Directions for this task: The line containing "POLYGON ((57 182, 86 102, 30 115, 57 182))" marks the end: write out exactly every line from the first line of the data below through that line, and only those.
Provided data below:
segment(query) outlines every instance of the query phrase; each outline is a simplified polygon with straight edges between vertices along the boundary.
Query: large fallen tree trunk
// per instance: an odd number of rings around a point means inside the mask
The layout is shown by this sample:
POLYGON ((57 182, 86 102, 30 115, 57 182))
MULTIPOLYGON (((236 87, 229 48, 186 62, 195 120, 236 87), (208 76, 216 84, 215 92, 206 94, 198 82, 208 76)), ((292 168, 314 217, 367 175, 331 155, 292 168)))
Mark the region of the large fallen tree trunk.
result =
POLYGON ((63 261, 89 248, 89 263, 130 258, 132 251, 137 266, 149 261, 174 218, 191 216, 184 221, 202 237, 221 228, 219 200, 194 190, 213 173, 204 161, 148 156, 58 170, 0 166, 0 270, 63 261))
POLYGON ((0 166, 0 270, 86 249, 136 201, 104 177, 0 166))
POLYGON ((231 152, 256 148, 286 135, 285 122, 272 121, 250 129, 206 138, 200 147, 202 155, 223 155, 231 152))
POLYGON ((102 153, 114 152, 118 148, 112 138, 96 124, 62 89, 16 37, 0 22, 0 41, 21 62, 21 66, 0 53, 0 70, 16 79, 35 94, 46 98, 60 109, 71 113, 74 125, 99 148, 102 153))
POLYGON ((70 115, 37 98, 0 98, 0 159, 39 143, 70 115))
End of Provided data.
Task solution:
segment(query) outlines every instance of the query phrase; each outline is a simplified polygon with straight edges between vertices along the boundary.
Query: large fallen tree trunk
// per instance: an odd number of rings around a point means inside the mask
The layout is shown by this sample:
POLYGON ((57 182, 86 102, 30 115, 57 182))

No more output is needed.